**Passage**
** BEGIN **
Morning Briefing: Law firm announces 83 new partners

An international law firm has promoted 83 lawyers to its partnership… Indian law firm expands in Singapore… Seyfarth Shaw hire sets out vision in unusual fashion…

International law firm announces 83 new partners
Baker & McKenzie has promoted 83 lawyers to its partnership with 28 per cent of them in Asia-Pacific. The Europe, Middle East and Africa region has 34 per cent of the promotions, North America has 20 per cent and Latin America 18 per cent. Almost 40 per cent of the new partners are women.
** END **
**Provided material**
** BEGIN **
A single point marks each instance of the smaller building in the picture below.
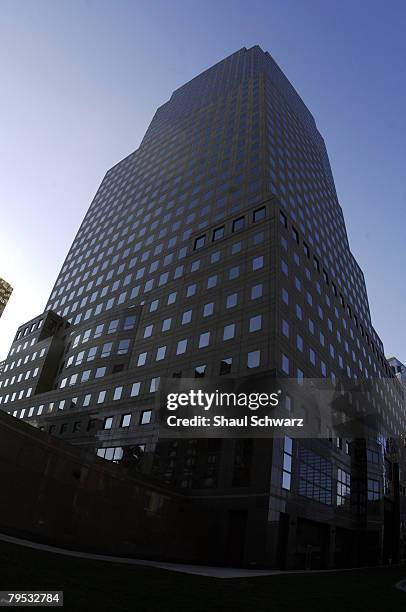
** END **
**To do**
1. In the morning briefing, reproduce the part that opens with the words containing "International law firm announces" and closes with "partners are women.", substituting "percent" for every instance of "per cent".
2. According to the morning briefing, which region received the largest share of the new partner promotions?

**Solutions to the exercise**
1.
International law firm announces 83 new partners
Baker & McKenzie has promoted 83 lawyers to its partnership with 28 percent of them in Asia-Pacific. The Europe, Middle East and Africa region has 34 percent of the promotions, North America has 20 percent and Latin America 18 percent. Almost 40 percent of the new partners are women.

2. The Europe, Middle East and Africa region.